TASK SET »
• A. Answer these questions from the passage on dedicated transport lanes in New Zealand:
(i) What does Rosie say New Zealand is probably unlikely to be able to afford?
(ii) What would an active travel commissioner probably have made clear about these lanes?
(iii) A passenger service vehicle must have seats for how many passengers or more to use bus lanes in New Zealand?
• B. Carry on the passage about dedicated transport lanes in New Zealand from its final sentence.

TEXT UNDER STUDY »
┌──

Rosie: But in general the cost of building dedicated lanes for one mode of transport is really hard, and we as New Zealand are probably unlikely to be able to afford that.
An active travel commissioner would probably have jumped in with enthusiastic agreement, and been clear that these lanes serve more than “one mode of transport”. Footpaths and bike lanes between them cater to people on foot, wheelchairs, mobility devices, push-scooters, bikes and trikes for wee tots, skateboards, ripsticks, prams, hand trucks, drivers accessing their cars, hoverboards, bikes, e-bikes, cargo bikes, e-scooters, bicycle buses, roller skates, roller blades, and hand-pulled trolleys. Similarly, bus lanes in New Zealand serve bikes, mopeds and motorcycles as well as any passenger service in a vehicle with seats for 8 or more passengers including: metropolitan bus services, intercity coaches, private tour buses, school bus outings, hop-on hop-off tourist buses, and accessibility service vans.

└──

DATA SECTION »
┌──

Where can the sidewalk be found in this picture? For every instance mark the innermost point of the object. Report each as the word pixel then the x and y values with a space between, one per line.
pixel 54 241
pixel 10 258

└──

TASK-BY-TASK RESULTS »
• A.
(i) Building dedicated lanes for one mode of transport.
(ii) That these lanes serve more than "one mode of transport."
(iii) 8 or more.

• B.
Most importantly, a commissioner would understand that reallocating road space is a way to vastly improve the affordability of the transport system. It’s a way to speed up the shift from too many people driving – which makes the whole transport system less efficient and more expensive. Indeed, recent research from Germany – scaled to NZ’s vehicle fleet size and converted into NZ dollars – would put the lifetime cost of all of New Zealand’s current light vehicles at over $4 trillion. Cycling, on the other hand, offers an excellent return on investment, improves public health, and doesn’t “cost the earth”.
Dismantling myths about parking removal
Rosie also responded to a comment by Winton about the task of removing parking in order to free up the space in our cities for active and public transport:
So, it sounds good, but those parks are usually outside a small business, or some sort of retail outlet. And those businesses are doing it really hard with Covid. So how do you balance the desire for a longer term beneficial outcome with quite a potentially significant negative impact? What things can be done to mitigate the harm to the few to get the benefits to the many over time?
Rosie was possibly playing devil’s advocate – although she did go on to defend Waka Kotahi’s investment choices – but I think the Chief Executive of an organisation tasked with substantial transport reform, in a public-facing PR video, has a responsibility to speak from an evidence-base.
An active travel commissioner would:
- use an opportunity like this to increase the public’s understanding, by challenging the myths instead of promulgating them,
- convey the evidence about the benefits to retailers of converting parking to bike lanes
- understand that the agency’s responsibility lies in fulfilling the basic right to freedom and mobility for children and other non-drivers, by creating accessible transport networks, regardless of retailers’ misconceptions.
So, how do we fix this?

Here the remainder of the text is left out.